What to do:
**a)** Copy the passage of the post about Sony starting at "They implement ridiculous" and ending at "principles are bad.".
**b)** Answer these questions using the post about Sony.
(i) Which proprietary technology do others mention as an example?
(ii) Who mentioned root kits on music CDs?
(iii) How long was the PlayStation network down?

Document passage:
Their quality has slipped crazily on many of their products.  They fall apart, break easily, etc.

They implement ridiculous technologies that are totally proprietary and put a strangle-hold on the industry so that no one else will adopt it.  (as others mentioned... memory stick)

They actively screw their customers... as Derrell mentioned... root kits on music CDs.  

They actively crush innovation.  Anyone here have an HD DVD?  Ohhhh, so Sorry.  Sony went to all the movie houses and said "If you don't do bluray exclusively, you can say buhbye to your distribution channels."

They built a crappy back-end network for their playstation product and wound up losing everyone's private information and credit cards.  Then the network was down for MONTHS.  MONTHS.  As they rebuilt it.

And on and on and on.

Their politics are bad.  Their products are bad.  Their principles are bad.

They are just an overwhelming suckhole... and even to the point where some years ago the CEO came out and said "oh my god we suck"... but they still suck.  (this was well before the network incident)

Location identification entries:
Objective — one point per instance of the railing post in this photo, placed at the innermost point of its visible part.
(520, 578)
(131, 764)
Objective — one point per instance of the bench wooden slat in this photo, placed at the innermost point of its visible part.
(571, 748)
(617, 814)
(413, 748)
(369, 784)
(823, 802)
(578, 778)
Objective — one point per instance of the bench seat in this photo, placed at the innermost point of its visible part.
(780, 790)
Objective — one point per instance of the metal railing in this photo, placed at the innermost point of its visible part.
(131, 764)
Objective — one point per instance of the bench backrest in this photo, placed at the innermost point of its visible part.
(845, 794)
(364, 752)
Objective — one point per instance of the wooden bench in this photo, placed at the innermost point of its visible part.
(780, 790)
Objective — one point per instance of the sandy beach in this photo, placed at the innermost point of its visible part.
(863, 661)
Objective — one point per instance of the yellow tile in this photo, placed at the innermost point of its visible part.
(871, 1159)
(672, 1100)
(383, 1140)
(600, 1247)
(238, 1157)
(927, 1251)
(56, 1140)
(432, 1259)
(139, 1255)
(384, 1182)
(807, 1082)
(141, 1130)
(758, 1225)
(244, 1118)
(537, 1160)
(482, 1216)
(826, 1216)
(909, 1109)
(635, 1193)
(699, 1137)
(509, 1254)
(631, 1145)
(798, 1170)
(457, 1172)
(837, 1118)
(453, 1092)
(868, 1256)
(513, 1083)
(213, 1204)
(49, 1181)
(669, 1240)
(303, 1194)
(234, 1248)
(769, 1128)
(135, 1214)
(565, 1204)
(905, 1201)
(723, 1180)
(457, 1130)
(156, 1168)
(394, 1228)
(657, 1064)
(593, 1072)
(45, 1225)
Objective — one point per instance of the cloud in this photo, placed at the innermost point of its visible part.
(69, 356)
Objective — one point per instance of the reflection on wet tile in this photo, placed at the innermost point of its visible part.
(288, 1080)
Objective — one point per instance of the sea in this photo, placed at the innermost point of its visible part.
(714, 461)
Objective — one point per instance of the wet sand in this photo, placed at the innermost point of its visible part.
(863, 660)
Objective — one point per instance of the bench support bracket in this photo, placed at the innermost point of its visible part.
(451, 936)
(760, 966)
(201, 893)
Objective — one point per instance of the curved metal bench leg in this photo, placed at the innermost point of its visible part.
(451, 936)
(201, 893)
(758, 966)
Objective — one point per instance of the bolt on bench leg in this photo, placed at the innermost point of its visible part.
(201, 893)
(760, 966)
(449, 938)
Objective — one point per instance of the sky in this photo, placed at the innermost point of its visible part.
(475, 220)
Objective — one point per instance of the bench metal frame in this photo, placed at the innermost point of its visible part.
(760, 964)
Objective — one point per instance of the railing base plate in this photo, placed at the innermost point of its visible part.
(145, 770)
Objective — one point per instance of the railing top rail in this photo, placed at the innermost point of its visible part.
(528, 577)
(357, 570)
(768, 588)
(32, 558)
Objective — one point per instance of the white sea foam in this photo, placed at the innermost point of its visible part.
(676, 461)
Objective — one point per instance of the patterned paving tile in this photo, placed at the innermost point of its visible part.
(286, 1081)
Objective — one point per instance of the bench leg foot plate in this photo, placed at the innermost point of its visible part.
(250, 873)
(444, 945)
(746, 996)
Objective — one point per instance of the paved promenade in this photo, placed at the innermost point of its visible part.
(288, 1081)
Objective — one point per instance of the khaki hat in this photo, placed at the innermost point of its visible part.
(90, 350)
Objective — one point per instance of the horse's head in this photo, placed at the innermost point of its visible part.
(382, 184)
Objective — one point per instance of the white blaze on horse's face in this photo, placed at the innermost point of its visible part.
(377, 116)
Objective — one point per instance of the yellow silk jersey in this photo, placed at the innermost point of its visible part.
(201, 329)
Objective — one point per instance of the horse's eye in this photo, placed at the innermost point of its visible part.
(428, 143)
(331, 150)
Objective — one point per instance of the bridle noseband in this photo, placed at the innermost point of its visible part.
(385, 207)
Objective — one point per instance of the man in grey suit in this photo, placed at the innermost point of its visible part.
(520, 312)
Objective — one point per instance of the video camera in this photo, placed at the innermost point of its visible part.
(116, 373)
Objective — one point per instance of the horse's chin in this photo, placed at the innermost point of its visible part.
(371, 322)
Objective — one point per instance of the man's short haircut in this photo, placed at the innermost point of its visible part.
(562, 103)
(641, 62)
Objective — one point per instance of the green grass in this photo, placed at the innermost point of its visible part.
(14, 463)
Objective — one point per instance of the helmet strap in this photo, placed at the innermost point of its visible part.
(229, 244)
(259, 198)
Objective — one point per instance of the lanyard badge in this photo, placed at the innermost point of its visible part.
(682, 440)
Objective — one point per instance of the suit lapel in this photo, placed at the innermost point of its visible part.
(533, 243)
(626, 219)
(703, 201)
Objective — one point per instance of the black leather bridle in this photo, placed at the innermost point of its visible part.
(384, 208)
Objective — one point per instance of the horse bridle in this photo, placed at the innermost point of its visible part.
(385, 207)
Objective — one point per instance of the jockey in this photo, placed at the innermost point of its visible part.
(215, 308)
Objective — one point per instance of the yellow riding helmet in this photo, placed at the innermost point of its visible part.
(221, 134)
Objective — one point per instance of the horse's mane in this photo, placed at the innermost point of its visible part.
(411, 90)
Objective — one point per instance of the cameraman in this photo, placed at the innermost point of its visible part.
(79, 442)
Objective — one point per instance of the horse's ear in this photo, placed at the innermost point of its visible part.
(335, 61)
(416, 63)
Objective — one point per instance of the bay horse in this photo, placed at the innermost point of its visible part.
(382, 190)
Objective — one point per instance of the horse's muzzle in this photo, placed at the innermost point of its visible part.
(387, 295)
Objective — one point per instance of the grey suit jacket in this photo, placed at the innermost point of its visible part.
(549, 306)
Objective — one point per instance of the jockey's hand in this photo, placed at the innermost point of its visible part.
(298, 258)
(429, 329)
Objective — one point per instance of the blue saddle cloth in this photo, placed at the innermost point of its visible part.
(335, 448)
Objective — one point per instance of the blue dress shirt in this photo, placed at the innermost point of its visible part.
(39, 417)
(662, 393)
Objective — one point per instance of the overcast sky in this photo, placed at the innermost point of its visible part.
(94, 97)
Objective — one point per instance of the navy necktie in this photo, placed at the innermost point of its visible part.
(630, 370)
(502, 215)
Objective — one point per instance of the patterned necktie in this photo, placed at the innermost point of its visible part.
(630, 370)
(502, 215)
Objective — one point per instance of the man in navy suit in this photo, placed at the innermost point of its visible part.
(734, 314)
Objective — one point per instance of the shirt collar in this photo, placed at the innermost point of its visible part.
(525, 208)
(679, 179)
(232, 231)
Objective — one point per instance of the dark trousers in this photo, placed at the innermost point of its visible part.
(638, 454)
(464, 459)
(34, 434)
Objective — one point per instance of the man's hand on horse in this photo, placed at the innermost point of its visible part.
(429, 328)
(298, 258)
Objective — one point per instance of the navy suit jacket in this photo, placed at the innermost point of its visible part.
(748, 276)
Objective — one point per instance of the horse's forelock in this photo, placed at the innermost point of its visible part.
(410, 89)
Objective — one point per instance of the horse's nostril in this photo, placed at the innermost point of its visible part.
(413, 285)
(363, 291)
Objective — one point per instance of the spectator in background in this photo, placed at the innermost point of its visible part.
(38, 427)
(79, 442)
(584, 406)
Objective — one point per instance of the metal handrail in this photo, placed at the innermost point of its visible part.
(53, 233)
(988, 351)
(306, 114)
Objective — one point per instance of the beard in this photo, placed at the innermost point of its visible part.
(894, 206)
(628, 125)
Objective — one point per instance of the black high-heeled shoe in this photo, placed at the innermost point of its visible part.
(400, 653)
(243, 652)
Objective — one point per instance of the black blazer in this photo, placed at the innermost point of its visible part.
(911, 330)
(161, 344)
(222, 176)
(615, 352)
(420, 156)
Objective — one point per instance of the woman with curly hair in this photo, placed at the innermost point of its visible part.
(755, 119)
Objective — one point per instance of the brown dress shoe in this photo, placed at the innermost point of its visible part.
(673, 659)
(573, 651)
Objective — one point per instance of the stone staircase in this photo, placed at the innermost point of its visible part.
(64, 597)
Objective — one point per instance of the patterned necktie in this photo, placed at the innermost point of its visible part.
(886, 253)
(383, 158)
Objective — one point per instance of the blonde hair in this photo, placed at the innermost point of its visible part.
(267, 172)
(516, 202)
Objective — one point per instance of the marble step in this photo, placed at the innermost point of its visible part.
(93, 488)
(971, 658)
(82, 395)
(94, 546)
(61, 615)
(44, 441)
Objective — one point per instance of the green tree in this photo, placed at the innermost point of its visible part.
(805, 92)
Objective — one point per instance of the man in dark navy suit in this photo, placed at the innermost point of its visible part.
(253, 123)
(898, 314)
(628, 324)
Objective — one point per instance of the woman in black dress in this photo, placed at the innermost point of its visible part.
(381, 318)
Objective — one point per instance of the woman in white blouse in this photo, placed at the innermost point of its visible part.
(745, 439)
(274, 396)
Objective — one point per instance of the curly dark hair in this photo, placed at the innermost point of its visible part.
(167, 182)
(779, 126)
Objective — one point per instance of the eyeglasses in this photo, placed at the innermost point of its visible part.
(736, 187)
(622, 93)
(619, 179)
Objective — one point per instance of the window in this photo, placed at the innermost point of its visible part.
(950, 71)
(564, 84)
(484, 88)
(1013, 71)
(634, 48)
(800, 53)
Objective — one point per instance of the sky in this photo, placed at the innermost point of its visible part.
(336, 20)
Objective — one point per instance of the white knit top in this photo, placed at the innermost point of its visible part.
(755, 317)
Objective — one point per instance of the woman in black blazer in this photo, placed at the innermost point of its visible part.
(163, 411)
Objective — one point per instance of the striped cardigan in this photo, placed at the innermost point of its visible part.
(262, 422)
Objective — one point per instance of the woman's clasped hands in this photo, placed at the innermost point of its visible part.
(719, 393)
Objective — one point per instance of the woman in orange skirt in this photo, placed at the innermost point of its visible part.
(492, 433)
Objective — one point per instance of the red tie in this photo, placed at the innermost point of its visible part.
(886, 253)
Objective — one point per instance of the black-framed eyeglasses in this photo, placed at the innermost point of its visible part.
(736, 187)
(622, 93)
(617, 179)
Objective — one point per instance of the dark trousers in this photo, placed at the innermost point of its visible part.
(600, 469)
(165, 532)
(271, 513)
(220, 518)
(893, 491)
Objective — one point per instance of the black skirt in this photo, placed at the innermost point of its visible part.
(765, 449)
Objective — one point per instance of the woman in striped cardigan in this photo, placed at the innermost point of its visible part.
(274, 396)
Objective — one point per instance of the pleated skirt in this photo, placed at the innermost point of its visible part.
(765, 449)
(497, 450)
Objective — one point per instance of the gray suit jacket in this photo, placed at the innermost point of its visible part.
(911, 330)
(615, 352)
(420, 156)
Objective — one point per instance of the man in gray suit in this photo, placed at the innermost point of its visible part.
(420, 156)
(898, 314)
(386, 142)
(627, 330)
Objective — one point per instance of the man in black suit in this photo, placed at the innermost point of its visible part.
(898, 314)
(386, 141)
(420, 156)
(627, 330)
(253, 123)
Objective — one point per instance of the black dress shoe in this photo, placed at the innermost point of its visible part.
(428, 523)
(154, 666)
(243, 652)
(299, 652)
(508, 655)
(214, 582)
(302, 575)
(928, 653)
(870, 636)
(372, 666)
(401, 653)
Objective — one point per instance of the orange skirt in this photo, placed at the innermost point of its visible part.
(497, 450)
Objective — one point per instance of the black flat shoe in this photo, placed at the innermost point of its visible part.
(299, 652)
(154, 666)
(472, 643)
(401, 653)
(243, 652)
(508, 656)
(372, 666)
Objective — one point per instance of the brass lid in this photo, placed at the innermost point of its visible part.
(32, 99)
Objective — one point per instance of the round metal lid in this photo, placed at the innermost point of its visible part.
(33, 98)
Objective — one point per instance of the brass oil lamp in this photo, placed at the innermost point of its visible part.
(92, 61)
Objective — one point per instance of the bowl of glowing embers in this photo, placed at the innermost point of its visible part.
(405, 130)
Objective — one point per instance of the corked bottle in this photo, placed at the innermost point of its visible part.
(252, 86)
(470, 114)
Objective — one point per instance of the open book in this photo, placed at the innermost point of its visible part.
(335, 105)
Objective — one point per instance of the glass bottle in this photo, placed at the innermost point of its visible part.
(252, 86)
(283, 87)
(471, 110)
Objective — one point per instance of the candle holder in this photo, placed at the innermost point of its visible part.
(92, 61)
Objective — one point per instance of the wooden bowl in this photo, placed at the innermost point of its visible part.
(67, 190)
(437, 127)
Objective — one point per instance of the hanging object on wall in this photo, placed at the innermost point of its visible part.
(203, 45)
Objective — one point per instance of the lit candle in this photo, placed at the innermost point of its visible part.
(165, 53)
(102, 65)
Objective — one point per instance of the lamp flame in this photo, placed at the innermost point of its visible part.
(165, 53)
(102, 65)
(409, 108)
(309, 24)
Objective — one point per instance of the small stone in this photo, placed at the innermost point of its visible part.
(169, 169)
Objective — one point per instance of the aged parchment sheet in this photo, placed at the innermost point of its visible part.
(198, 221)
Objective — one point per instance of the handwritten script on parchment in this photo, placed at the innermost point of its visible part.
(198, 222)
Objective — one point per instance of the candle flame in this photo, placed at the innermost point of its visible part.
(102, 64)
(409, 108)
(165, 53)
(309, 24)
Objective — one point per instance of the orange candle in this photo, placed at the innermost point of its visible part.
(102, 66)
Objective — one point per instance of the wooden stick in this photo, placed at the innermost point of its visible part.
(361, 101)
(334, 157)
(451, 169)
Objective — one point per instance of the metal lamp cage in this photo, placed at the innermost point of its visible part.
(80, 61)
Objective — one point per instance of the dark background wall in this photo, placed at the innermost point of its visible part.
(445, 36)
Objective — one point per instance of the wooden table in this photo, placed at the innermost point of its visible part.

Per-task outputs:
**a)**
They implement ridiculous technologies that are totally proprietary and put a strangle-hold on the industry so that no one else will adopt it.  (as others mentioned... memory stick)

They actively screw their customers... as Derrell mentioned... root kits on music CDs.  

They actively crush innovation.  Anyone here have an HD DVD?  Ohhhh, so Sorry.  Sony went to all the movie houses and said "If you don't do bluray exclusively, you can say buhbye to your distribution channels."

They built a crappy back-end network for their playstation product and wound up losing everyone's private information and credit cards.  Then the network was down for MONTHS.  MONTHS.  As they rebuilt it.

And on and on and on.

Their politics are bad.  Their products are bad.  Their principles are bad.

**b)**
(i) The memory stick.
(ii) Derrell.
(iii) For months.